** Start of DATASET RECORDS **

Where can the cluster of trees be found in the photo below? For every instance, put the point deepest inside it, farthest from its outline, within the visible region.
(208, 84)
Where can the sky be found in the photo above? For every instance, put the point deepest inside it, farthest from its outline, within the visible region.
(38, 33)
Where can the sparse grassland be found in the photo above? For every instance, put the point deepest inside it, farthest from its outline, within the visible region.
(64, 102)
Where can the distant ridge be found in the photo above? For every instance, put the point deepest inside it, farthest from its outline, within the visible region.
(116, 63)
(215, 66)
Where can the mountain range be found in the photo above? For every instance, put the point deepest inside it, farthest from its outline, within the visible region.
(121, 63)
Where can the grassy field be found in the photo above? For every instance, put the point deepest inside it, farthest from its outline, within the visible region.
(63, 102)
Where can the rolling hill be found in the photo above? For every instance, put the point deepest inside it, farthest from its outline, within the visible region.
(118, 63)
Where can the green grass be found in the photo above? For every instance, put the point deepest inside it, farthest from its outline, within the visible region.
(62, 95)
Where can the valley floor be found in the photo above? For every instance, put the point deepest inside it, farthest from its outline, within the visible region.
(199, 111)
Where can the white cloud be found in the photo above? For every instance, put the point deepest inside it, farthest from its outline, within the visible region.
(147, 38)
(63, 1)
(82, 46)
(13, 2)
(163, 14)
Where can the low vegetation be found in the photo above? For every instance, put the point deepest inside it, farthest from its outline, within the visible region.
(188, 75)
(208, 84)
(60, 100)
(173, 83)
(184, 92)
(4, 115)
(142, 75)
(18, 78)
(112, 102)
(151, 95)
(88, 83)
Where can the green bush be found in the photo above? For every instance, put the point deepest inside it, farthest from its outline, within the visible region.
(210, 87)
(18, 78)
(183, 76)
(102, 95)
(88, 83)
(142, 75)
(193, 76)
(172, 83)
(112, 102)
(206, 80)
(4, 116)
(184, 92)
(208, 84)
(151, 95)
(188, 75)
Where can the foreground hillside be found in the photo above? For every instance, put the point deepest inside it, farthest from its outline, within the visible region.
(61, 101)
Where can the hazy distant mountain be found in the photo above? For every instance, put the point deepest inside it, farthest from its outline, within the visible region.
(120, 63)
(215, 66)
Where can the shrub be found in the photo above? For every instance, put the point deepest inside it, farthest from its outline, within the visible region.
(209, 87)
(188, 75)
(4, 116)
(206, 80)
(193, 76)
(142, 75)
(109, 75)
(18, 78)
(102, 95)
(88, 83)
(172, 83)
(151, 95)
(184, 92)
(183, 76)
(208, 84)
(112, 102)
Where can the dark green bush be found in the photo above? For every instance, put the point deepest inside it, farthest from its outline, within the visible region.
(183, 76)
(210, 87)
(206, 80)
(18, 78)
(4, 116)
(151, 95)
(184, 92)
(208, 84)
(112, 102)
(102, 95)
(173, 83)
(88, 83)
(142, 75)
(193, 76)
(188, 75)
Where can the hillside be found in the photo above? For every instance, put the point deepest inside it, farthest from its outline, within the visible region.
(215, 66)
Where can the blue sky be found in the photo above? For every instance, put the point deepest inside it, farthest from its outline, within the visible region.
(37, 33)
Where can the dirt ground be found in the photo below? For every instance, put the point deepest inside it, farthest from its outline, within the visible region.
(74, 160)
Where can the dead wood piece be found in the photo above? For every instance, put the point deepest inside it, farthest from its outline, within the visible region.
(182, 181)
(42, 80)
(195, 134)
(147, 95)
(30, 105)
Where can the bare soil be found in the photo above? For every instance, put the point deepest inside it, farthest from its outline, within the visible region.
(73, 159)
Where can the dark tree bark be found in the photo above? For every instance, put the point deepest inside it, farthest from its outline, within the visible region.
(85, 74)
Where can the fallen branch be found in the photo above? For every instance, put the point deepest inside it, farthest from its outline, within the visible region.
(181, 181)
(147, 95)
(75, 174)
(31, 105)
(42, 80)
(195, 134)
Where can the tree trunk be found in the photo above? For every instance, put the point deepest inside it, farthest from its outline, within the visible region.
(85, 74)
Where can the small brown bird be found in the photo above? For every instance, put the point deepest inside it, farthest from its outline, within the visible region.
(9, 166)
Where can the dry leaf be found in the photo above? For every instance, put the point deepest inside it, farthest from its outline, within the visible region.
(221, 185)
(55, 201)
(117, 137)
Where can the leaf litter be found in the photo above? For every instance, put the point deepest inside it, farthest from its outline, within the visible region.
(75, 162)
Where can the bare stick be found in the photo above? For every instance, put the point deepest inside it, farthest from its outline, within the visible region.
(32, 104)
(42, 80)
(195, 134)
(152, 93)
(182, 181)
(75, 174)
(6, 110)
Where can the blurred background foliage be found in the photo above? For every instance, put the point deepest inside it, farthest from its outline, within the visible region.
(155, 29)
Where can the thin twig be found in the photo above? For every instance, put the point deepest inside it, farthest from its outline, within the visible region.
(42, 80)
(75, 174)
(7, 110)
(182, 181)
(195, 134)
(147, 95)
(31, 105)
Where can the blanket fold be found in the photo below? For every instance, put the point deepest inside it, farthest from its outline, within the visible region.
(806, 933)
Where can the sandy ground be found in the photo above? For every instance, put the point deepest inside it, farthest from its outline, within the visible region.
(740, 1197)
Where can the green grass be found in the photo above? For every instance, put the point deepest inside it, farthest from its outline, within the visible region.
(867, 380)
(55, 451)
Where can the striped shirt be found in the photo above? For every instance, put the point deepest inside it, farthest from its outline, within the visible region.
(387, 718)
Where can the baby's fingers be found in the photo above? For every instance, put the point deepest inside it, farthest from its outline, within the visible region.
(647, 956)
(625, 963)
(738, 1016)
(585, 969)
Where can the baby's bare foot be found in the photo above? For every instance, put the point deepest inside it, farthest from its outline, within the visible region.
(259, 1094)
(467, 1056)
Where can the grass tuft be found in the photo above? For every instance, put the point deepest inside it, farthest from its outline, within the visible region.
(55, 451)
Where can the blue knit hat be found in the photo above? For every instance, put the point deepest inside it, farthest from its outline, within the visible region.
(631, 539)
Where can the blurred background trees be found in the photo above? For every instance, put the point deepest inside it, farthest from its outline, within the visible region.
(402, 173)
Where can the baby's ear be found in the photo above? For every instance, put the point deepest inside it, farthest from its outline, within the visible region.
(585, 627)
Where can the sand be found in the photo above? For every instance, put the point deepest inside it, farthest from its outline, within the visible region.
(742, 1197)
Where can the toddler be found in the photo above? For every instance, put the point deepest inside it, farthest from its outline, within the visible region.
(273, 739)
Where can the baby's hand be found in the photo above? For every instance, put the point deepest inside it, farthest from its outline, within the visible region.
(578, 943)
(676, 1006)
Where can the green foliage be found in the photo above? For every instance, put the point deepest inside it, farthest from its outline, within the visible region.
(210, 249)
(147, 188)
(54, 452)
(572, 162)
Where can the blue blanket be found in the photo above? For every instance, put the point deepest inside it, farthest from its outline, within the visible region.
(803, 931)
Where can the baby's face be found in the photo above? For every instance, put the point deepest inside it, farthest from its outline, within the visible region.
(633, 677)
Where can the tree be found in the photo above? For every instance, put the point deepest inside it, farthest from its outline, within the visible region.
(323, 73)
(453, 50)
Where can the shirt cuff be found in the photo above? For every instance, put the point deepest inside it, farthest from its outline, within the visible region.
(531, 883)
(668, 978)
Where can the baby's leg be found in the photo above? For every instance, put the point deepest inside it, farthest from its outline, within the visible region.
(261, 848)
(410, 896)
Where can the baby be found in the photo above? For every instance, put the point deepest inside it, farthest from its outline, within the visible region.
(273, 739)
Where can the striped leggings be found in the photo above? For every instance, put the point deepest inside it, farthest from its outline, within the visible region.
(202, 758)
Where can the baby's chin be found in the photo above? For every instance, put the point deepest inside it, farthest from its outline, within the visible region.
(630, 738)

** End of DATASET RECORDS **

PROBLEM TO SOLVE: Output every line of the material above as a numbered list, and leave out any blank lines.

ANSWER:
1. Where can the cluster of trees be found in the photo below? For every instance, put the point deepest inside it, farthest from its outline, within the visible region.
2. (208, 84)
3. Where can the sky be found in the photo above? For every instance, put the point deepest inside it, farthest from its outline, within the visible region.
4. (38, 33)
5. Where can the sparse grassland be found in the photo above? For every instance, put the point deepest inside it, farthest from its outline, within the visible region.
6. (64, 102)
7. Where can the distant ridge be found in the photo above? For every instance, put the point deepest inside it, farthest from its outline, within the visible region.
8. (116, 63)
9. (215, 66)
10. Where can the mountain range be found in the photo above? For every instance, put the point deepest inside it, farthest from its outline, within the visible region.
11. (121, 63)
12. Where can the grassy field be found in the photo above? For every instance, put the point deepest inside it, farthest from its outline, within the visible region.
13. (63, 102)
14. Where can the rolling hill be found in the photo above? For every instance, put the point deepest inside it, farthest from its outline, within the visible region.
15. (118, 63)
16. Where can the green grass be found in the photo above? For every instance, put the point deepest inside it, farthest from its outline, within the visible region.
17. (62, 95)
18. Where can the valley floor be found in the photo above? For every instance, put the point deepest inside it, farthest from its outline, within the visible region.
19. (199, 111)
20. Where can the white cloud be found in the photo above? For every instance, put the point deepest inside it, farthest from its outline, within the visible region.
21. (147, 38)
22. (63, 1)
23. (82, 46)
24. (13, 2)
25. (163, 14)
26. Where can the low vegetation be found in the photo above? For every instance, put the point deepest inside it, farthest from its outline, within the visible region.
27. (188, 75)
28. (208, 84)
29. (60, 100)
30. (173, 83)
31. (184, 92)
32. (4, 115)
33. (142, 75)
34. (18, 78)
35. (112, 102)
36. (151, 95)
37. (88, 83)
38. Where can the green bush be found in the photo above? For every instance, put the point deepest inside it, farthest from its outline, within the visible region.
39. (210, 87)
40. (18, 78)
41. (183, 76)
42. (102, 95)
43. (88, 83)
44. (142, 75)
45. (193, 76)
46. (172, 83)
47. (112, 102)
48. (206, 80)
49. (4, 116)
50. (184, 92)
51. (208, 84)
52. (151, 95)
53. (188, 75)
54. Where can the foreground hillside be found in the photo above? For every instance, put the point deepest inside it, farthest from its outline, within the visible region.
55. (61, 101)
56. Where can the hazy distant mountain be found in the photo above? For every instance, put the point deepest inside it, farthest from its outline, within the visible region.
57. (120, 63)
58. (215, 66)
59. Where can the shrub be found in the photo above? For every instance, put the point deepest inside it, farthest from its outline, within the visible region.
60. (209, 87)
61. (188, 75)
62. (4, 116)
63. (206, 80)
64. (193, 76)
65. (142, 75)
66. (109, 75)
67. (18, 78)
68. (102, 95)
69. (88, 83)
70. (172, 83)
71. (151, 95)
72. (184, 92)
73. (183, 76)
74. (208, 84)
75. (112, 102)
76. Where can the dark green bush be found in the photo above? For every instance, put the point deepest inside it, farthest from its outline, within the visible region.
77. (183, 76)
78. (210, 87)
79. (206, 80)
80. (18, 78)
81. (4, 116)
82. (151, 95)
83. (184, 92)
84. (208, 84)
85. (112, 102)
86. (102, 95)
87. (173, 83)
88. (88, 83)
89. (142, 75)
90. (193, 76)
91. (188, 75)
92. Where can the hillside be found in the photo above? For every instance, put the point deepest inside it, farthest from its outline, within the visible region.
93. (215, 66)
94. Where can the blue sky be found in the photo above? For every instance, put the point deepest inside it, farthest from its outline, within the visible region.
95. (37, 33)
96. Where can the dirt ground be found in the photo below? For every instance, put the point deepest inside it, farthest from its outline, within the visible region.
97. (74, 160)
98. Where can the dead wood piece be found in the photo above? For every instance, put the point deepest inside it, farthest from its outline, within the visible region.
99. (182, 181)
100. (42, 80)
101. (195, 134)
102. (147, 95)
103. (30, 105)
104. Where can the bare soil be found in the photo above? For every instance, put the point deepest inside it, farthest from its outline, within the visible region.
105. (73, 159)
106. Where can the dark tree bark be found in the photo above? For every instance, put the point deepest inside it, farthest from its outline, within the visible region.
107. (85, 74)
108. Where can the fallen branch be found in the photo above? For every instance, put the point deepest inside it, farthest from its outline, within the visible region.
109. (181, 181)
110. (147, 95)
111. (75, 174)
112. (31, 105)
113. (42, 80)
114. (195, 134)
115. Where can the tree trunk be found in the photo above? For every instance, put the point deepest inside it, farthest from its outline, within the visible region.
116. (85, 74)
117. Where can the small brown bird be found in the photo above? For every instance, put the point deepest inside it, farthest from its outline, within the visible region.
118. (9, 166)
119. Where can the dry leaf be found in the photo above? For every instance, put the point deepest inside it, farthest from its outline, within the visible region.
120. (221, 185)
121. (55, 201)
122. (117, 137)
123. Where can the leaf litter be found in the photo above? For every instance, put the point deepest inside it, farthest from its outline, within the visible region.
124. (75, 162)
125. Where can the bare stick be found in the photo above? For every instance, put the point deepest inside it, farthest from its outline, within the visible region.
126. (32, 104)
127. (42, 80)
128. (195, 134)
129. (152, 93)
130. (182, 181)
131. (75, 174)
132. (6, 110)
133. Where can the blurred background foliage be found in the photo above? For every instance, put the point deepest inside it, farthest from its outline, within the visible region.
134. (155, 29)
135. Where can the thin twig be found in the photo above? For every instance, put the point deepest inside it, farthest from its outline, within the visible region.
136. (42, 80)
137. (75, 174)
138. (7, 110)
139. (182, 181)
140. (195, 134)
141. (147, 95)
142. (31, 105)
143. Where can the blanket fold be found in the photo below? For every instance, put the point deepest inside it, farthest from its outline, within the visible region.
144. (806, 933)
145. Where can the sandy ground be found in the photo above? For every instance, put the point deepest inside it, farthest from its outline, within the visible region.
146. (740, 1197)
147. Where can the green grass be found in the photo above? For every instance, put the point deepest inside it, farthest from its outline, within the visible region.
148. (867, 380)
149. (55, 451)
150. Where can the striped shirt be found in the photo above? For every instance, put the point deepest inside it, farthest from its outline, within the visible region.
151. (387, 718)
152. Where can the baby's fingers be found in the photo above? For every instance, put the point deepest inside it, farthest from its outline, within the visible region.
153. (647, 956)
154. (625, 963)
155. (738, 1016)
156. (585, 969)
157. Where can the baby's bare foot be found in the photo above? For every instance, put the point deepest inside it, farthest from its outline, within the visible region.
158. (259, 1094)
159. (467, 1056)
160. Where can the grass tuft be found in the photo above? For every instance, put the point deepest inside it, farthest from its outline, within the visible region.
161. (55, 451)
162. Where can the blue knit hat be found in the photo above? For every instance, put the point deepest inside it, farthest from its outline, within the visible region.
163. (631, 539)
164. Where can the blurred background trees be found in the photo above? For every instance, put the point deepest inside it, farthest from its outline, within the visible region.
165. (402, 173)
166. Where can the baby's ear be found in the photo above? For every instance, put the point deepest inside it, farthest from its outline, within the visible region.
167. (585, 627)
168. Where can the sand be found in the photo above? For every instance, put the point deepest inside it, farthest from its outline, within the visible region.
169. (742, 1197)
170. Where can the toddler be found in the photo above? For every instance, put the point deepest inside it, farthest from its outline, within the visible region.
171. (273, 739)
172. Where can the baby's hand be found in the photo above? For every instance, put the point deepest inside it, farthest from its outline, within the visible region.
173. (578, 943)
174. (676, 1006)
175. Where can the green foliage be found in the photo above? For every instance, put the point deepest inside it, farthest from its outline, within the visible region.
176. (210, 249)
177. (147, 188)
178. (54, 452)
179. (572, 162)
180. Where can the blue blanket be found in the photo above? For every instance, put the point deepest inside it, farthest from its outline, within the visible region.
181. (803, 931)
182. Where can the baby's face be found in the photo above? For every instance, put the point deepest inside it, farthest from its outline, within the visible region.
183. (633, 677)
184. Where can the tree be found in the photo above? For every instance, put the point deepest inside it, farthest from its outline, within the visible region.
185. (323, 73)
186. (453, 50)
187. Where can the shirt cuff be found in the photo above? For every instance, put the point deepest inside it, farthest from its outline, within the visible region.
188. (531, 883)
189. (668, 978)
190. Where can the baby's leg be found in the photo above? For every instance, put the point deepest inside it, farthest from its outline, within the visible region.
191. (261, 848)
192. (410, 896)
193. Where can the baby be found in the photo above? For every instance, put the point deepest inside it, farthest from its outline, within the visible region.
194. (273, 739)
195. Where can the striped leggings be found in the photo above? For every instance, put the point deepest inside it, farthest from its outline, within the visible region.
196. (202, 758)
197. Where can the baby's chin be found in the photo above? For every instance, put the point deepest inside it, farthest from its outline, within the visible region.
198. (630, 738)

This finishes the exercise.